Extracted records

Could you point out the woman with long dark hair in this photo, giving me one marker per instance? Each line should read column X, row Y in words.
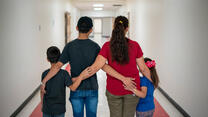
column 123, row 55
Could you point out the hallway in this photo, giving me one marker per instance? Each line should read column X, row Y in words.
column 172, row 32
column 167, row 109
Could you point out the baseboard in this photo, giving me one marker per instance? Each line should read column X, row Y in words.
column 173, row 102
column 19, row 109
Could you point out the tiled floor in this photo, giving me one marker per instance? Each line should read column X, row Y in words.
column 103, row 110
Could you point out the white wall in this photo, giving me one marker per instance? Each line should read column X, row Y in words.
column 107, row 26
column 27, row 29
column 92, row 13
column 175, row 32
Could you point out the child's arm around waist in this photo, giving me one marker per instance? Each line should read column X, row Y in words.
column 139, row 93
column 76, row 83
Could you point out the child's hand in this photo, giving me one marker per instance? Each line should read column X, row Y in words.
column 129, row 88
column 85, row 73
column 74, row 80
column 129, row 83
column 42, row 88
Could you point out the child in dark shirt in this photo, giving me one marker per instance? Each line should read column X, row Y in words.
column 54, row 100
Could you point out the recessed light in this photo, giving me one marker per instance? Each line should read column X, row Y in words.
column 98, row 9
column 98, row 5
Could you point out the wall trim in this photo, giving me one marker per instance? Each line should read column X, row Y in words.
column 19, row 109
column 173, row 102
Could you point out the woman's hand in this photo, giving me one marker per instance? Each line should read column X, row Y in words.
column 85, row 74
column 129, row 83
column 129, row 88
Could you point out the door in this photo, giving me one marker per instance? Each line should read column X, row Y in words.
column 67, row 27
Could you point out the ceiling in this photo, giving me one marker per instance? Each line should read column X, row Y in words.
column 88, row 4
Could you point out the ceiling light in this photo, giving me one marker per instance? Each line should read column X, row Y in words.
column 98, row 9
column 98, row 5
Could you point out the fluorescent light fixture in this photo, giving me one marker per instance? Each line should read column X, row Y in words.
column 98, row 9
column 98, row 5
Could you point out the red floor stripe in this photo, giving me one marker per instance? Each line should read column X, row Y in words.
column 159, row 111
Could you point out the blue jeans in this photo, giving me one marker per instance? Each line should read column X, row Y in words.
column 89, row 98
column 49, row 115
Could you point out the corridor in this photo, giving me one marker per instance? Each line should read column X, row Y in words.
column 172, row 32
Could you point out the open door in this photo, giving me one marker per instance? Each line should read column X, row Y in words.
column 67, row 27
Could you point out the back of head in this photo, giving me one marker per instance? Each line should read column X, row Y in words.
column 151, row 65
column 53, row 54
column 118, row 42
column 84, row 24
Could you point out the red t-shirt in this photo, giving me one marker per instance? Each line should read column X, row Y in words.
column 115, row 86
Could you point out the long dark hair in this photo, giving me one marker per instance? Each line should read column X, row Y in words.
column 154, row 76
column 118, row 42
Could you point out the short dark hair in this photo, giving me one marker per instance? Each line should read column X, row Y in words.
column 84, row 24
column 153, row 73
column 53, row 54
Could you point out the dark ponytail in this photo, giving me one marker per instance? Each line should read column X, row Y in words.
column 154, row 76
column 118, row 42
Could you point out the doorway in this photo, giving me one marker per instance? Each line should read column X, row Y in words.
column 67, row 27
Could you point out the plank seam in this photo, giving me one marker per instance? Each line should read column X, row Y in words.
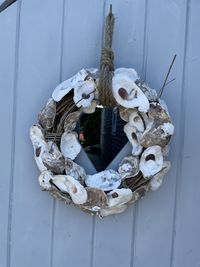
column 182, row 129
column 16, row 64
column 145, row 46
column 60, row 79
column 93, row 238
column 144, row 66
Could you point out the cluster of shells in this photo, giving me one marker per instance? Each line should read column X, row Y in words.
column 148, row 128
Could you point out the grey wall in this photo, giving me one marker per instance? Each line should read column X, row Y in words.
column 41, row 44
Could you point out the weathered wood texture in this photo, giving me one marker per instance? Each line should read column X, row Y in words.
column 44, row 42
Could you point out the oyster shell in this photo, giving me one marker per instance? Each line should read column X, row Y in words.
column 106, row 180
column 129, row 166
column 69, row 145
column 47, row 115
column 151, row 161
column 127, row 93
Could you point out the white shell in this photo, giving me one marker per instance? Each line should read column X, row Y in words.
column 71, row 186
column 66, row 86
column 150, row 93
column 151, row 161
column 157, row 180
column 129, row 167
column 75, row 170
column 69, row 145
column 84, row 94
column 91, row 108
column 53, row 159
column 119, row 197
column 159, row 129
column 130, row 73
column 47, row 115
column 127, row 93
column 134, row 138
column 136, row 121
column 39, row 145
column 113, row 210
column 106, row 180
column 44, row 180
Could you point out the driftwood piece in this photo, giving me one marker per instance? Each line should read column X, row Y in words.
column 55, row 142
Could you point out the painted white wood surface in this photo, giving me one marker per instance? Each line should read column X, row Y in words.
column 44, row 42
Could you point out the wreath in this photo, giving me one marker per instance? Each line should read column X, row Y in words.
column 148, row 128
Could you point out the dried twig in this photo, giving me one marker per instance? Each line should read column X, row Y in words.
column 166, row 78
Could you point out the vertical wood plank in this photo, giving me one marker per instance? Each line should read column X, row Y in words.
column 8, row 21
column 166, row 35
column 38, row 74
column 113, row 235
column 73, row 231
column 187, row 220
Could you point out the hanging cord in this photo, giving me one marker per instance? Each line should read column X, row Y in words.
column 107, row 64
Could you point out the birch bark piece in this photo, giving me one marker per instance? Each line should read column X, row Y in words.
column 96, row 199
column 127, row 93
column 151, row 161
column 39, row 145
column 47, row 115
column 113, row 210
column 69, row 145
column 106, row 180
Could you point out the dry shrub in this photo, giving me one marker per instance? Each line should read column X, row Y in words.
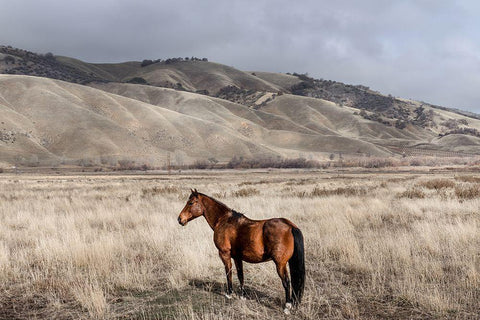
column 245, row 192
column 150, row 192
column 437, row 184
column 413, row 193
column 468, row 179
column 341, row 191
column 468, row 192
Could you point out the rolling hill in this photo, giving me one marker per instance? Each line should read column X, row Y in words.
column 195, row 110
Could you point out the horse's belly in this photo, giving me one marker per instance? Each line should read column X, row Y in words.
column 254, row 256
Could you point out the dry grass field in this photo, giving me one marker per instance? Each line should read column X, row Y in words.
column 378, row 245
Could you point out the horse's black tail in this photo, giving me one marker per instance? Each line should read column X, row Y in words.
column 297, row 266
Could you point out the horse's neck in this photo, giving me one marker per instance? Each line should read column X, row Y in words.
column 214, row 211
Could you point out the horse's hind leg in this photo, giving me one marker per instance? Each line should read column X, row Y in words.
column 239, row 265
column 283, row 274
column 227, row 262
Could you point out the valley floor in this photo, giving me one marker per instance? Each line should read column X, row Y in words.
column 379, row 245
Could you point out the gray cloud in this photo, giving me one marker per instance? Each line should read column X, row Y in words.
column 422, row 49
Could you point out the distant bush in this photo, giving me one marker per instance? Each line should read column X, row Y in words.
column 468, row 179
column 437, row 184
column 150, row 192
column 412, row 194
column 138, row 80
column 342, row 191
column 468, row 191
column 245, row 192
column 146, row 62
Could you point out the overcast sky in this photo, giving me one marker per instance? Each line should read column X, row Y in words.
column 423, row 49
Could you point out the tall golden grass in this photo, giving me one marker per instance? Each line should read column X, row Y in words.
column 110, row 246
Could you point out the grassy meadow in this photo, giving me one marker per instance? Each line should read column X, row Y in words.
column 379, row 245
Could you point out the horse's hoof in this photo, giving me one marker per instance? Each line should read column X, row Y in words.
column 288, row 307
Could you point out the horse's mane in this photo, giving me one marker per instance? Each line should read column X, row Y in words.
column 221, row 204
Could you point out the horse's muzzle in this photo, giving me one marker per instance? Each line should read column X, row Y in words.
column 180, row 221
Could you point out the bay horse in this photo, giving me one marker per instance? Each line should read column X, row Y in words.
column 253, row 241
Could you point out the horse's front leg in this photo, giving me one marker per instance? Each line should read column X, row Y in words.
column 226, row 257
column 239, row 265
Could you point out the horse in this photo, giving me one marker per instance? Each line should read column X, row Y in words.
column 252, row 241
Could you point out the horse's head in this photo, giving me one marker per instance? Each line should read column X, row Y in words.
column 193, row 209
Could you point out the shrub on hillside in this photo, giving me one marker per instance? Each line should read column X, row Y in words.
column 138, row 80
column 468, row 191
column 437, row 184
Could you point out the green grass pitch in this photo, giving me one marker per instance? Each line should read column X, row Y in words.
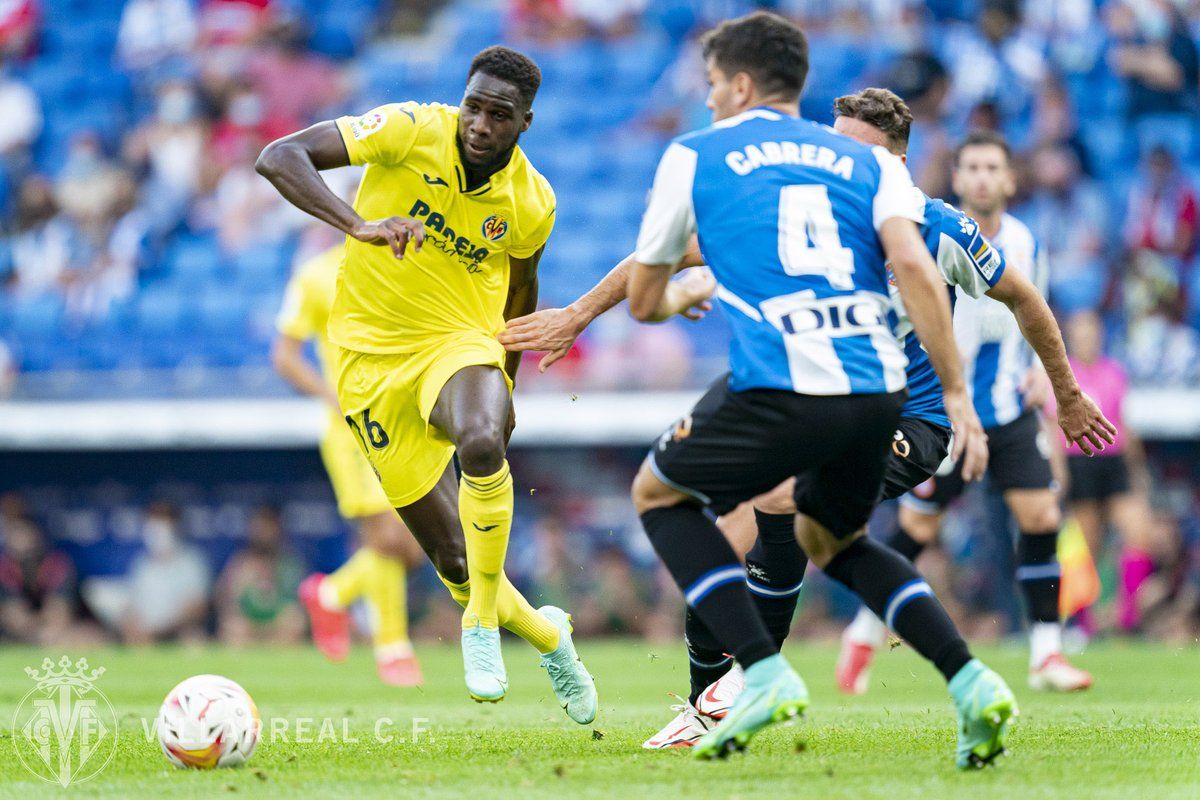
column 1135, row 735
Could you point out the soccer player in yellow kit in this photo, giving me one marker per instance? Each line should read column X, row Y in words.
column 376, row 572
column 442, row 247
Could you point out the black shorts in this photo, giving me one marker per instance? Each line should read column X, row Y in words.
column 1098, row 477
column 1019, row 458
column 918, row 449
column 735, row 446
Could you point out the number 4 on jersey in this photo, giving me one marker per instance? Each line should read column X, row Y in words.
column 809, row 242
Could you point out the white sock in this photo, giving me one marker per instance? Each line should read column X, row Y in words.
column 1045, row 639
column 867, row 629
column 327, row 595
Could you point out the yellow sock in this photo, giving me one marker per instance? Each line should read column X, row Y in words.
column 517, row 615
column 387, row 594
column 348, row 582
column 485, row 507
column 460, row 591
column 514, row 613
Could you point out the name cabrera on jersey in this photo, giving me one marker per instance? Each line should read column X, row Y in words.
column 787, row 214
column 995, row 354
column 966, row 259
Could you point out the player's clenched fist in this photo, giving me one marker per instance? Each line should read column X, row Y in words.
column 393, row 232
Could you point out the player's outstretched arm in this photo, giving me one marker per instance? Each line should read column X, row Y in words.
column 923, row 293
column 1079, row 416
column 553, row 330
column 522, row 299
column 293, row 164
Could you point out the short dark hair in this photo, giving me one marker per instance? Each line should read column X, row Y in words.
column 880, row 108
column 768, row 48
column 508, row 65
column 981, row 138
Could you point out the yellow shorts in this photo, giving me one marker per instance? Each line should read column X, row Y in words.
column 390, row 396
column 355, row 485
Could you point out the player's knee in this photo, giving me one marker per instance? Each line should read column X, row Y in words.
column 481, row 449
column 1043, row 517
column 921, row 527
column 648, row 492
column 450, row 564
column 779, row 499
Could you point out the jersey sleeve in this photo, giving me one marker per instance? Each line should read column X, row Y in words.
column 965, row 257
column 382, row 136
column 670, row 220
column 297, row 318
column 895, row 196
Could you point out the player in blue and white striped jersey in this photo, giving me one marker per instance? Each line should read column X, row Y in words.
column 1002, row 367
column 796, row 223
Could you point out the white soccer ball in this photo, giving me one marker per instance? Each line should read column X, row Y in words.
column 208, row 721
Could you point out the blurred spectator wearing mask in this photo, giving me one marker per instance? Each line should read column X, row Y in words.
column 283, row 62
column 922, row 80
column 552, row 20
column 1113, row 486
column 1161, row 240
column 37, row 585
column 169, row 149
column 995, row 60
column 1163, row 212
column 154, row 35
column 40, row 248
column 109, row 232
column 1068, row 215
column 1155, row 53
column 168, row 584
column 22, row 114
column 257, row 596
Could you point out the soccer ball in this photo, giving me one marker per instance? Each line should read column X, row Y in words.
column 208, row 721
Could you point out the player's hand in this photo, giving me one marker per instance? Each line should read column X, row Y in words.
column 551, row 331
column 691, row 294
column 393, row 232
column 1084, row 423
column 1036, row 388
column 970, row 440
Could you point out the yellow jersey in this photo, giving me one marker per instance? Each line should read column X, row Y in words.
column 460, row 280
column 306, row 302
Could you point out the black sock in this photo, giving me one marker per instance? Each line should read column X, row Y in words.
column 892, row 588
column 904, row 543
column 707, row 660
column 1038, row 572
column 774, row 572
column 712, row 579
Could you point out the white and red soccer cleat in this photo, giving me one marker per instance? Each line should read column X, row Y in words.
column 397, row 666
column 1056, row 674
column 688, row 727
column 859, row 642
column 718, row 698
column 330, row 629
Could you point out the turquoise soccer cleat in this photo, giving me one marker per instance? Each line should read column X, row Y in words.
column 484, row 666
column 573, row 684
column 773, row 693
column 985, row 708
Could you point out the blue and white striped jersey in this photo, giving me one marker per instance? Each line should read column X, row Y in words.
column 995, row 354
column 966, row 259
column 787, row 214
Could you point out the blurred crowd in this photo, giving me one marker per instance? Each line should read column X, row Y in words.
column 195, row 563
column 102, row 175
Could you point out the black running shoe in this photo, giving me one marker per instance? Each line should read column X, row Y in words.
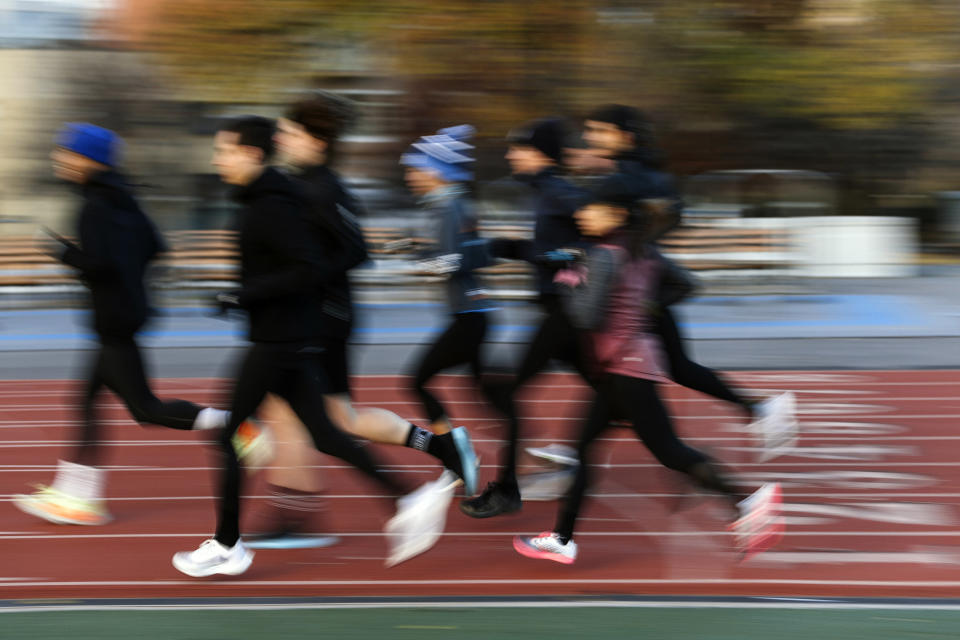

Task objective - Could you transcribe exactly the lines from the line containing "Could you point out the soccer ball" through the final line of the records, both included, and nothing beyond them? The pictures should be left out.

Response to the task -
Could you point out the soccer ball in this photo, giving me one marker per instance? Each line should read column X, row Y in words.
column 208, row 721
Could you point out the player's hand in this photo, giving me one marker per instance? Each line should read column X, row Y in words.
column 551, row 331
column 691, row 294
column 393, row 232
column 1084, row 423
column 1036, row 388
column 970, row 440
Could you point out the yellow jersey in this photo, giving me one marker per instance? Each line should read column X, row Y in words.
column 460, row 280
column 306, row 302
Could you point out the black sock in this photo, giving me one marker per instance? Each line should read column X, row Y in words.
column 892, row 588
column 904, row 543
column 707, row 660
column 1038, row 572
column 774, row 572
column 712, row 579
Could you point out the white and red soccer cleat in this photo, giving me one marker per instance? Each line should read column X, row Y in words.
column 397, row 666
column 1056, row 674
column 688, row 727
column 859, row 642
column 718, row 698
column 330, row 629
Could you point out the turquoise soccer cleat in this photo, giving me one marker per instance? Each line should read column X, row Y in words.
column 484, row 666
column 573, row 684
column 773, row 693
column 985, row 708
Could you point out the blue and white striped jersey in this photo, giving me one marker per instance? Each line should read column X, row Y in words.
column 995, row 354
column 966, row 259
column 787, row 214
Could you point out the blurred crowd in this photo, giving me one marker per instance? Each line should read column X, row Y in words.
column 195, row 563
column 102, row 175
Could you point out the black running shoe in this photo, giving me one marker per instance? Each line should read column X, row Y in words.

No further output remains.